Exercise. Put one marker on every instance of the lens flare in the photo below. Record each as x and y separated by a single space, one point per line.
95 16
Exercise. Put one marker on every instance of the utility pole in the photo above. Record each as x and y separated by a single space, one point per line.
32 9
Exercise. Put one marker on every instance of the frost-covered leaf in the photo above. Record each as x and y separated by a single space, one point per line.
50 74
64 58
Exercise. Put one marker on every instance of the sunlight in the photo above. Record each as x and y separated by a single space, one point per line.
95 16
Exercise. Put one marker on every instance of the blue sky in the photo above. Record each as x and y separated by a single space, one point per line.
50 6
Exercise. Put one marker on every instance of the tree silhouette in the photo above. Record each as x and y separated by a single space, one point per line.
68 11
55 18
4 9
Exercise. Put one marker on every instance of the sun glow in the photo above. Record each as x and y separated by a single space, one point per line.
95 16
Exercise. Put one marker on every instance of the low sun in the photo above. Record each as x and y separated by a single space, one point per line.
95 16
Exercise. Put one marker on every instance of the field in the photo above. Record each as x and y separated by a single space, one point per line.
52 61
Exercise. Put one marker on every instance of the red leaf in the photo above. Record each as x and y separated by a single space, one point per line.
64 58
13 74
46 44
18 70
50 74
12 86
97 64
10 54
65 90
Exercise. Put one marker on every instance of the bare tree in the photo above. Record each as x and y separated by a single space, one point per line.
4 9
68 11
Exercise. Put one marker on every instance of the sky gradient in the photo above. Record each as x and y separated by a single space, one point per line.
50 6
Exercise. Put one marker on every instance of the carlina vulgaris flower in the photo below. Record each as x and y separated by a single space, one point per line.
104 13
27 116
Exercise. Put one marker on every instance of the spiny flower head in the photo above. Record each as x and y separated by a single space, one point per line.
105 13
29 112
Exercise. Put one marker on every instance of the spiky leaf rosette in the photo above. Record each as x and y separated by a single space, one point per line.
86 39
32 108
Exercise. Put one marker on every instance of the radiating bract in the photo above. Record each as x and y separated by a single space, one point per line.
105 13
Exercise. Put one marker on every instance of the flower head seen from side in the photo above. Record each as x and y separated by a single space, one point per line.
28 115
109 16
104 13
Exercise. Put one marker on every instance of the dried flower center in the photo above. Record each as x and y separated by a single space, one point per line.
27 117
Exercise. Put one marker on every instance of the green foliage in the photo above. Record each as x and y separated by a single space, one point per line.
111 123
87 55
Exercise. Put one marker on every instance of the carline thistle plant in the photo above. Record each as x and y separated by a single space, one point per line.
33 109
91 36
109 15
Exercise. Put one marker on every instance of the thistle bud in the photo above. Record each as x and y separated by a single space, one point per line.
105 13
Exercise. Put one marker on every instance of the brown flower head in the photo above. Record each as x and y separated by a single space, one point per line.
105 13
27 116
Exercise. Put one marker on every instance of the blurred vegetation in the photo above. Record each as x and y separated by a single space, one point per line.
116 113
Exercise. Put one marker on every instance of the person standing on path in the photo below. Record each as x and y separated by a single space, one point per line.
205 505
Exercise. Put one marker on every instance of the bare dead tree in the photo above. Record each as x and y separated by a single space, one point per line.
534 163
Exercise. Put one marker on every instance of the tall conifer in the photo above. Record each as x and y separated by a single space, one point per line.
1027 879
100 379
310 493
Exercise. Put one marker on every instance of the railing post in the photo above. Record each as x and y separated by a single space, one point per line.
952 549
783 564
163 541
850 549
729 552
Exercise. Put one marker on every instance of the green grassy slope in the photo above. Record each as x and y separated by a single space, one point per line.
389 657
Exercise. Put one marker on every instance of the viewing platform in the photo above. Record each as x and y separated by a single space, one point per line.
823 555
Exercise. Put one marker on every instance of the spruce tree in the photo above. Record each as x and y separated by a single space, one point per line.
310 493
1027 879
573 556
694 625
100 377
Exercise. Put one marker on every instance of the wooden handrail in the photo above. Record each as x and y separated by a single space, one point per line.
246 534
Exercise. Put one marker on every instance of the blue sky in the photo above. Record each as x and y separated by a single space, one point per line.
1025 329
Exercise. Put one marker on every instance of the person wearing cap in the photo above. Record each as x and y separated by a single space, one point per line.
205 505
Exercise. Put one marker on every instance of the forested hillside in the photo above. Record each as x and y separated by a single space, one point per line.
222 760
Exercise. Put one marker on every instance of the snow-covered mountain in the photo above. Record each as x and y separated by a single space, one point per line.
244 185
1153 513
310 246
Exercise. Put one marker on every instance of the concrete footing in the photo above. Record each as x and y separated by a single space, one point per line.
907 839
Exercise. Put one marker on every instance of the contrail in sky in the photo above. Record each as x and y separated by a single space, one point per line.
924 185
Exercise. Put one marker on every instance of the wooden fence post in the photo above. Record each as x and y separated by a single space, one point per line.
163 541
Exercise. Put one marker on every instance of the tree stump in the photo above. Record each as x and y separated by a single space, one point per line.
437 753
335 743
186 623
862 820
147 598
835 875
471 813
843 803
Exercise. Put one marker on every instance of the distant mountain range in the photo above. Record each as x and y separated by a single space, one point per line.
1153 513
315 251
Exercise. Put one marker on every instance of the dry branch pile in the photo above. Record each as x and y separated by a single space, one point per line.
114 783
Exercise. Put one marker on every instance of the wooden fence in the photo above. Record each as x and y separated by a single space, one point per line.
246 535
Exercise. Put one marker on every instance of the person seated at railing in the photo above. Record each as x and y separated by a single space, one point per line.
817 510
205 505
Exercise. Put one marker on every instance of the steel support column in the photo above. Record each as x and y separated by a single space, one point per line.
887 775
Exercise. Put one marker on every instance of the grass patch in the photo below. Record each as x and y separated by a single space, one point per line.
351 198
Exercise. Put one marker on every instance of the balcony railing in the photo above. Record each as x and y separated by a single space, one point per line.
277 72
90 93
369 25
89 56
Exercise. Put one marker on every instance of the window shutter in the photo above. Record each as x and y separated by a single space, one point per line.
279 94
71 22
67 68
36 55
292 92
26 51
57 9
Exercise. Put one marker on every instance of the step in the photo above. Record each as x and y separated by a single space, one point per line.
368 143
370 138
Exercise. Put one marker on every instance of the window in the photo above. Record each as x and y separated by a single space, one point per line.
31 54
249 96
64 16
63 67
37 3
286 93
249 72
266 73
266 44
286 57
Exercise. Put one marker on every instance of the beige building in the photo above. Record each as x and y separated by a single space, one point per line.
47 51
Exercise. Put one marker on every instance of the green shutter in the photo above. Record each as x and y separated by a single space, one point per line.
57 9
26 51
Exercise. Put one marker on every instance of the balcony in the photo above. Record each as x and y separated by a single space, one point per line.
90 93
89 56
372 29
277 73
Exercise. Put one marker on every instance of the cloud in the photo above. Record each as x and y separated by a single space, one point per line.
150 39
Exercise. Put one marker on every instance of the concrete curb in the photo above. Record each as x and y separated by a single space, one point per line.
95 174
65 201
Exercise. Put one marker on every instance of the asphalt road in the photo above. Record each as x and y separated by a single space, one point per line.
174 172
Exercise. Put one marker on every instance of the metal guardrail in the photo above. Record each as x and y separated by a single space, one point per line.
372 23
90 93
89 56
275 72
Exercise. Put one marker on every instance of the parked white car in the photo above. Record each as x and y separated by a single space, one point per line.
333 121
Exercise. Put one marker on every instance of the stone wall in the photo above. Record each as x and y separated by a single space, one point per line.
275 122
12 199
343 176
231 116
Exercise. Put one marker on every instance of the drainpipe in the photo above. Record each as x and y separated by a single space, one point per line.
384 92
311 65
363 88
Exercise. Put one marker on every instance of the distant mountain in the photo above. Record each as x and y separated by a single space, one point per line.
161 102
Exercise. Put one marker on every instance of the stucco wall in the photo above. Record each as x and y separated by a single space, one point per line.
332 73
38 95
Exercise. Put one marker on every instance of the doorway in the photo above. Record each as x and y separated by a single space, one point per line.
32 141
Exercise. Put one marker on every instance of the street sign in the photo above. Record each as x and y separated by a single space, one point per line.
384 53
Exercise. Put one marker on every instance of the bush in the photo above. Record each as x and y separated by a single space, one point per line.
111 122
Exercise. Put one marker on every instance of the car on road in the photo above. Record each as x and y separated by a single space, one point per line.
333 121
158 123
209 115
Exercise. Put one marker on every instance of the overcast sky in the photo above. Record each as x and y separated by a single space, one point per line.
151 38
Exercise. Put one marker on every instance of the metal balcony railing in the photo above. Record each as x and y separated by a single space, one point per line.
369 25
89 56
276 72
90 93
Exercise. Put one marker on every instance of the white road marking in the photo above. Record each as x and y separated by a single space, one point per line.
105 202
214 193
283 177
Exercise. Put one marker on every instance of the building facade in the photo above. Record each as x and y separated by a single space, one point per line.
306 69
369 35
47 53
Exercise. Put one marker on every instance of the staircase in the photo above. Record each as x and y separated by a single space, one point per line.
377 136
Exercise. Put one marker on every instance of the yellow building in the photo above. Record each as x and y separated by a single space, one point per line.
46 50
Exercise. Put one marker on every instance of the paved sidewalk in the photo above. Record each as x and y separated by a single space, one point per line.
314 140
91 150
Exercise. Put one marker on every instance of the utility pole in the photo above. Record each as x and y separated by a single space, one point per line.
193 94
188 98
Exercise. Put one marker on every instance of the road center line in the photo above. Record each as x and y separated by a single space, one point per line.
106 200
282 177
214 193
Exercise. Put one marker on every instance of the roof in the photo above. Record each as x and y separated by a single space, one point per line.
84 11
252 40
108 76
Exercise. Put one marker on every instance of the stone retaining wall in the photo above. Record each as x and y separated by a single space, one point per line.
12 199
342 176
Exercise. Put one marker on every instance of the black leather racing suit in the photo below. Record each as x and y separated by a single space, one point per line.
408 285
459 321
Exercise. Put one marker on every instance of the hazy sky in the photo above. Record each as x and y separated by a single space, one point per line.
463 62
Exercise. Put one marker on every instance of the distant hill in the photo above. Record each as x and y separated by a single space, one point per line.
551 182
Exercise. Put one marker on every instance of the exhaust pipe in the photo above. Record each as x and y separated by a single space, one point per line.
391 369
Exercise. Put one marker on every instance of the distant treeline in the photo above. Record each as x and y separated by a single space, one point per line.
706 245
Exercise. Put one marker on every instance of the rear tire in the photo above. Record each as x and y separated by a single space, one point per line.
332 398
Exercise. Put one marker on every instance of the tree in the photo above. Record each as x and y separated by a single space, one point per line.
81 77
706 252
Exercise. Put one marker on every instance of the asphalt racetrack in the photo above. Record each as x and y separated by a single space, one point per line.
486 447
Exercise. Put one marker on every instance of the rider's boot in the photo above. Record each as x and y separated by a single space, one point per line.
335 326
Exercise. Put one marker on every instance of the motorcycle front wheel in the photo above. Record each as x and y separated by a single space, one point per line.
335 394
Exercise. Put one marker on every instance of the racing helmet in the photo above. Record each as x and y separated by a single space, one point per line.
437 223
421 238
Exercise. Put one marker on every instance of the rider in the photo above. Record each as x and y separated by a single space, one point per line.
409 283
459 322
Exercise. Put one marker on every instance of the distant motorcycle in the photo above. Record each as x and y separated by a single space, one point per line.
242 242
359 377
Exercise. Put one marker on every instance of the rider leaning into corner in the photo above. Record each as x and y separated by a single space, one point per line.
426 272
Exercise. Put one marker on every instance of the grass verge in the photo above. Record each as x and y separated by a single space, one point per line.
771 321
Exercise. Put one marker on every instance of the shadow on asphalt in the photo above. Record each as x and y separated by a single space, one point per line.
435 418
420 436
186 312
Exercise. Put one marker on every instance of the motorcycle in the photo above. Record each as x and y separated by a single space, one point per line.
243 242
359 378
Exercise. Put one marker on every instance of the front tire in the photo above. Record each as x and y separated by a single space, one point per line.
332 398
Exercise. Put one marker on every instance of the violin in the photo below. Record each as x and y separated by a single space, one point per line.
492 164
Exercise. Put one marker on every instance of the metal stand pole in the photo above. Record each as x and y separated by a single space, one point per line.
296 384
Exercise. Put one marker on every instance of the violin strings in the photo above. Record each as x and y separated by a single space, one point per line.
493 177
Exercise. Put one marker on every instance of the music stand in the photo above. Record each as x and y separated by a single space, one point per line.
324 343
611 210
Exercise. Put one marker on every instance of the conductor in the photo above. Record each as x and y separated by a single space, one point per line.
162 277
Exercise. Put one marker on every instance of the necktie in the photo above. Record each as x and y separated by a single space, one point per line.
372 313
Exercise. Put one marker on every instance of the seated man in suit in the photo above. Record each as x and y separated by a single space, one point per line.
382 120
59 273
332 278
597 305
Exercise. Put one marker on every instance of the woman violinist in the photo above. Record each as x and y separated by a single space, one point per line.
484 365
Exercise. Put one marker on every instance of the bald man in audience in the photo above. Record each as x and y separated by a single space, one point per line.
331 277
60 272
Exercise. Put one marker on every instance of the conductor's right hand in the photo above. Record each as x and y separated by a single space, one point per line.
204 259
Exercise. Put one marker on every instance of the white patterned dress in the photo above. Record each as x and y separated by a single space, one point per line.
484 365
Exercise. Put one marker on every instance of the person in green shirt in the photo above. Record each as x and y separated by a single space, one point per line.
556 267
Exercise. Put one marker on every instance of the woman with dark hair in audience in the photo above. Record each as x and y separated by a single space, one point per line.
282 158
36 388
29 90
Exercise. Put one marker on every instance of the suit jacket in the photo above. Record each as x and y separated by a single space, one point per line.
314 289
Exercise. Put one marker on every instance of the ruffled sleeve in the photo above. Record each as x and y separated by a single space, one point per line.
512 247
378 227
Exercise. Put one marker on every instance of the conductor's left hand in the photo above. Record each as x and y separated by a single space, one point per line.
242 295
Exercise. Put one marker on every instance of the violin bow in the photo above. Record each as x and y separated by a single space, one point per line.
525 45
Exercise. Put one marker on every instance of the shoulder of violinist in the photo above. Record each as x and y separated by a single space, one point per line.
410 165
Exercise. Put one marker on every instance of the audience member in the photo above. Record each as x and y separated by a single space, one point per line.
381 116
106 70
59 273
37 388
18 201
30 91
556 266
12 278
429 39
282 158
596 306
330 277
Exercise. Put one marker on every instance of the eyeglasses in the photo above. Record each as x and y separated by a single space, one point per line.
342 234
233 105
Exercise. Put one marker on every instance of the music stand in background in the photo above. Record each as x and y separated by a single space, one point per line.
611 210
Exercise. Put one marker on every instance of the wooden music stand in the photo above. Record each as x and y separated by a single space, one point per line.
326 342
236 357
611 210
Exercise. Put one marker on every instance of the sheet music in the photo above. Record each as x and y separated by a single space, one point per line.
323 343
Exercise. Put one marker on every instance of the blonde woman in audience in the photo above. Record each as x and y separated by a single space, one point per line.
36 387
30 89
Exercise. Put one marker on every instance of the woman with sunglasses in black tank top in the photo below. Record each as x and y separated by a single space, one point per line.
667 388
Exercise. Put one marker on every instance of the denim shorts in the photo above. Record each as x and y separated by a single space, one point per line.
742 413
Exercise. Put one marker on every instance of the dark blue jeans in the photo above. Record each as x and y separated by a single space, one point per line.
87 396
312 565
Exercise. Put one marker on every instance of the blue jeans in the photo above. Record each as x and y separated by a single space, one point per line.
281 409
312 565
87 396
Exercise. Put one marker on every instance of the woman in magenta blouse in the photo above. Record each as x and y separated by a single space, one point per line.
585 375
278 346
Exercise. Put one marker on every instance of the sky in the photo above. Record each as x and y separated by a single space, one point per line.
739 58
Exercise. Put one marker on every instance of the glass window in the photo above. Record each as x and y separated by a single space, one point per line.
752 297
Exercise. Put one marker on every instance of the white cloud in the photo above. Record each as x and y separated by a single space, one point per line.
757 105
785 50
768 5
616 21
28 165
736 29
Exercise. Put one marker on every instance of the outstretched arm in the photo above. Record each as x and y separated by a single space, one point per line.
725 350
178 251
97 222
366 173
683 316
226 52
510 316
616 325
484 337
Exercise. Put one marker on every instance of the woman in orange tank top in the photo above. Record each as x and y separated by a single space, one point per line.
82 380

════════════════════

EXERCISE DESCRIPTION - Copy exactly, and only, the lines from the one containing "woman with sunglasses" through the last line of the listing.

ANSWER FOR THIS EXERCISE -
Exercise. Put one marker on every instance of the woman with sunglasses in black tank top in the photo below. Record each as x and y separated by a single space, one point per line.
667 388
Exercise. Put one marker on every instance of the denim shorts in the photo above. Record each as x and y separated by a single space, one point per line.
742 413
Exercise. Put one marker on every instance of the dark blue jeans in the photo above. Record each as x and y separated by a single space, one point per line.
87 396
312 565
Exercise. Put one marker on every instance of the blue jeans in the photo above. Record each as x and y separated by a single space, one point per line.
281 409
312 565
87 396
Exercise. Put one marker on every instance of the woman in magenta blouse in the photo above. Record each as x and y separated by a single space, one point per line.
585 375
278 346
Exercise. Put one marker on every instance of the sky in the photo above. Record each as x and y separated by a single space, one point per line.
739 58
Exercise. Put one marker on every instance of the glass window in the photo above. Record each as x and y separated by a single space, one point per line.
752 297
Exercise. Put one marker on every instance of the white cloud in the photo above. Record each as x and y separated by a single space, one point per line.
757 105
785 50
768 5
616 21
28 165
736 29
Exercise. Put one marker on every instance of the outstretched arm in the photo above. Record each as x and y separated by a single space, one point per line.
725 350
178 251
97 222
366 173
683 316
226 52
510 316
616 325
484 337
Exercise. Put one marker on every instance of the woman in orange tank top in the photo above. Record each as x and y separated by a single space, one point per line.
82 380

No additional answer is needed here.